→ Exercise instructions:
Duplicate the stretch of the piece on Hillary Clinton's foreign policy speech from "Hillary Clinton lays" through "speech transcript here.)", word for word.

→ Given passage:
-=-=-

Hillary Clinton lays out her foreign policy: Being not-Trump
Hillary Clinton fired up the teleprompter and addressed a crowd of a couple of hundred hand-selected audience members in San Diego yesterday, seeking to take her miserable record of foreign policy blunders as secretary of state out of the political liabilities column. Her pitch: She’s not Donald Trump, who would, in her view, lead the United States to war in a fit of pique, “just because somebody got under his very thin skin.”
Cue the infamous “Daisy” ad:
By Hillary standards, it was a great speech. Standing in front of flags, she read well the script carefully written by others, and she did not screech even once. Chris Matthews, the thrill back in his leg, gushed that it was a “masterpiece” and “exquisitely written.” (Full speech transcript here.)
I agree that her speechwriters earned their fees, carefully selecting Trumpisms uttered off the cuff and extrapolating them into a horrific vision. In sum:
He is not just unprepared – he is temperamentally unfit to hold an office that requires knowledge, stability and immense responsibility.
By being not-Trump, she paints herself as the lesser of two evils. But of course, she has a track record, and Trump has extemporaneous speeches uttered in front of vast and excited crowds. As the New York Sun editorialized:
Secretary Clinton’s speech at San Diego rang hollow to us almost beginning to end. It is easy to lampoon Donald Trump, and she did a right lively job of it. His record is full of contradictions, after all, his style is so much less refined than that of our greatest presidents, his policies are still in formation, and his eccentricities are larger than life. But who is Ms. Clinton, veteran of the Russian “reset,” to lecture Mr. Trump on how to deal with President Putin? What standing does Mrs. Clinton have to lecture Mr. Trump on making friendly overtures to our enemies?

-=-=-

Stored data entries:
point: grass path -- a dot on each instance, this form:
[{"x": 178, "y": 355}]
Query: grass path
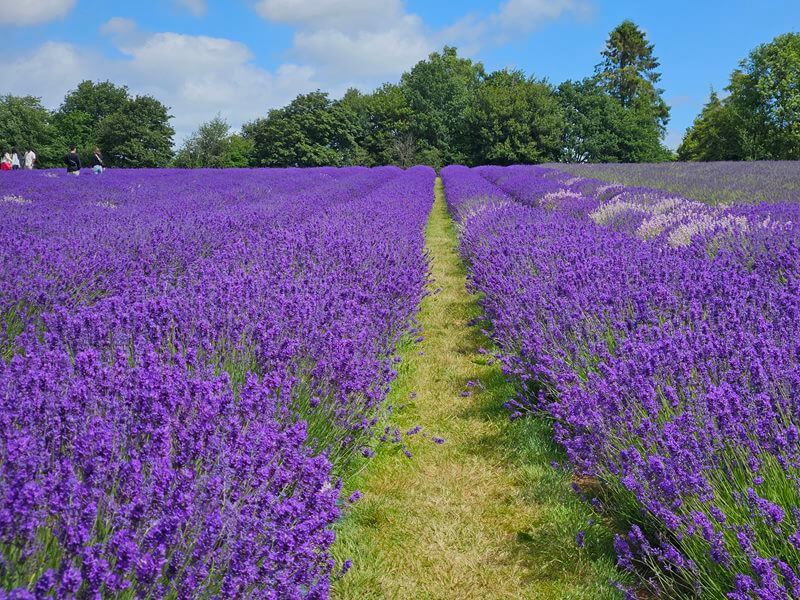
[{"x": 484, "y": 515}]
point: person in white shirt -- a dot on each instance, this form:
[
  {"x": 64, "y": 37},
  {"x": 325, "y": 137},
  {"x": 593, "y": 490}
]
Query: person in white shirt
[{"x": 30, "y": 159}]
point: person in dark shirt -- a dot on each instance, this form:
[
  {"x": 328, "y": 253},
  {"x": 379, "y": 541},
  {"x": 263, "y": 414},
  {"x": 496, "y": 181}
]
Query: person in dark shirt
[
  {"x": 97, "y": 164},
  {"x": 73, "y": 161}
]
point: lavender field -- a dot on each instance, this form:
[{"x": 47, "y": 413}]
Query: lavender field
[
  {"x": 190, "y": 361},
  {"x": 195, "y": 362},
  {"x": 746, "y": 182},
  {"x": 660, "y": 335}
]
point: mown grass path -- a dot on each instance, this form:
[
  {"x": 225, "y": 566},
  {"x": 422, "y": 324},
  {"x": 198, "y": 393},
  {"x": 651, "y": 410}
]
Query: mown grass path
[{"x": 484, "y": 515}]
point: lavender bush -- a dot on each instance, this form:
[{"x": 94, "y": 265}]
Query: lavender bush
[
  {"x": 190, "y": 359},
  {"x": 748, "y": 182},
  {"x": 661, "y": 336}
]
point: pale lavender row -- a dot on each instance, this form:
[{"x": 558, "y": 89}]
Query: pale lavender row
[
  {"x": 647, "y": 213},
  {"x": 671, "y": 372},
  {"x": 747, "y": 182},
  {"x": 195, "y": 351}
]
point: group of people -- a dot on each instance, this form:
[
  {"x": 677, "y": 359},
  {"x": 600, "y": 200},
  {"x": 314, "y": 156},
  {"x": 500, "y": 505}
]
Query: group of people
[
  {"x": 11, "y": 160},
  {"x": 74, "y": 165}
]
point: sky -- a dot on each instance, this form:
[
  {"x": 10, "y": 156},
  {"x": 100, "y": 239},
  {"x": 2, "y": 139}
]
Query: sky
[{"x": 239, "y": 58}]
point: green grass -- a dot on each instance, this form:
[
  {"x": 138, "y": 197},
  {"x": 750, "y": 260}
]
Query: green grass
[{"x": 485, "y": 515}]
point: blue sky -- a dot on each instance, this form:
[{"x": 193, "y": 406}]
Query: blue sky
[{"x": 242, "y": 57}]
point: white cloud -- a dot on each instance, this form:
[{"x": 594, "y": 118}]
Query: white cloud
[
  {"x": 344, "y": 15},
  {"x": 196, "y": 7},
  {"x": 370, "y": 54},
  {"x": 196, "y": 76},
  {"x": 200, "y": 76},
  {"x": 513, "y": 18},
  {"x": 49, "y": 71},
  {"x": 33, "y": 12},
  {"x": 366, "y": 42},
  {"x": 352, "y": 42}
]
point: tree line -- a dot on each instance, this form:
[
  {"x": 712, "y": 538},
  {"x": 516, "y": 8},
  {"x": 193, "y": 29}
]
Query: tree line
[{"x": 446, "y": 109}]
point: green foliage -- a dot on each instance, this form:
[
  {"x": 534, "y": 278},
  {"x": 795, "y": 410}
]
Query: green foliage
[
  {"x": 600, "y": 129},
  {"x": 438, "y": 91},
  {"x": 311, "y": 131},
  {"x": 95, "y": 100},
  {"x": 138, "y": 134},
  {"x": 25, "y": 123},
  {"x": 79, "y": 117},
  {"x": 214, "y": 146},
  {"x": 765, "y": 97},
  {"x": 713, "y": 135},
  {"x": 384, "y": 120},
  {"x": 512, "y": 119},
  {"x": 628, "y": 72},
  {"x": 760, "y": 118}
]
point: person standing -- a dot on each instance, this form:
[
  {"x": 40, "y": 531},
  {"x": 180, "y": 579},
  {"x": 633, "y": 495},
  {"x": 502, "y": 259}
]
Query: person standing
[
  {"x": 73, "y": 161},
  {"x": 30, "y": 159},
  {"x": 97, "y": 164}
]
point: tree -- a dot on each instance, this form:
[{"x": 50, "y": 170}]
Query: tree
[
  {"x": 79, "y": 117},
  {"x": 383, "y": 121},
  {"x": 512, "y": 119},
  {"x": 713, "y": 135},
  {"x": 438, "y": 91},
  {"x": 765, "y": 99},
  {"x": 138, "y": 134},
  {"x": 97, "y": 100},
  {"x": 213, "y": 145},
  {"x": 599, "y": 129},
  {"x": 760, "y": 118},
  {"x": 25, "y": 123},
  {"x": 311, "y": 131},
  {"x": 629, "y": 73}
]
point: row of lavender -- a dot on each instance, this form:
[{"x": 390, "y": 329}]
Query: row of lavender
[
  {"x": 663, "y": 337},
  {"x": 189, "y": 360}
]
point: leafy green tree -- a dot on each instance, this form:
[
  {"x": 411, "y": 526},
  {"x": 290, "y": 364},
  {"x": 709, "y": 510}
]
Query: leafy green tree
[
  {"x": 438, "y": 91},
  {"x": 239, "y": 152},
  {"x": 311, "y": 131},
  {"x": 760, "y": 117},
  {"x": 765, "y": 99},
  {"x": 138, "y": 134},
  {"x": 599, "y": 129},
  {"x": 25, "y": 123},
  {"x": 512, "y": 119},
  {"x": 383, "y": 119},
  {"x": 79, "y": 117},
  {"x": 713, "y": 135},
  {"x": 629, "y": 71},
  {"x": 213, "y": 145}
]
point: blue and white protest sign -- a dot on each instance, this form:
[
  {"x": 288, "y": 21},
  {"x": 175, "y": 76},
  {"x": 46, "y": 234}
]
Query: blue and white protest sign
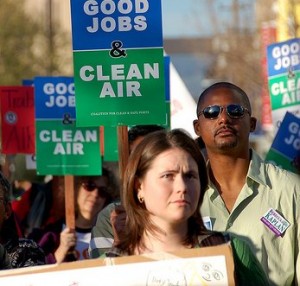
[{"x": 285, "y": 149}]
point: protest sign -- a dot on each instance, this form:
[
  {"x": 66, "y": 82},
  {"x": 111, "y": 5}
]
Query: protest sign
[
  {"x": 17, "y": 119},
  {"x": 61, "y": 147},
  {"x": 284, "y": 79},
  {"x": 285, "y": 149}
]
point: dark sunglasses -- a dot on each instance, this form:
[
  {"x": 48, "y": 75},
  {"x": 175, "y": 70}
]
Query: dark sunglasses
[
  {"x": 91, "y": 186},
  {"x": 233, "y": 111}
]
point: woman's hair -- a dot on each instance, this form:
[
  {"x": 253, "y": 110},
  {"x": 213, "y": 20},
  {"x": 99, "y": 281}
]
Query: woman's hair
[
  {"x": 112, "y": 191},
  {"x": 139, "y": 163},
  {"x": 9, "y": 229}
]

-=-=-

→ Solved problem:
Hillary Clinton lays out her foreign policy: Being not-Trump
Hillary Clinton fired up the teleprompter and addressed a crowd of a couple of hundred hand-selected audience members in San Diego yesterday, seeking to take her miserable record of foreign policy blunders as secretary of state out of the political liabilities column. Her pitch: She’s not Donald Trump, who would, in her view, lead the United States to war in a fit of pique, “just because somebody got under his very thin skin.”
Cue the infamous “Daisy” ad:
By Hillary standards, it was a great speech. Standing in front of flags, she read well the script carefully written by others, and she did not screech even once. Chris Matthews, the thrill back in his leg, gushed that it was a “masterpiece” and “exquisitely written.” (Full speech transcript here.)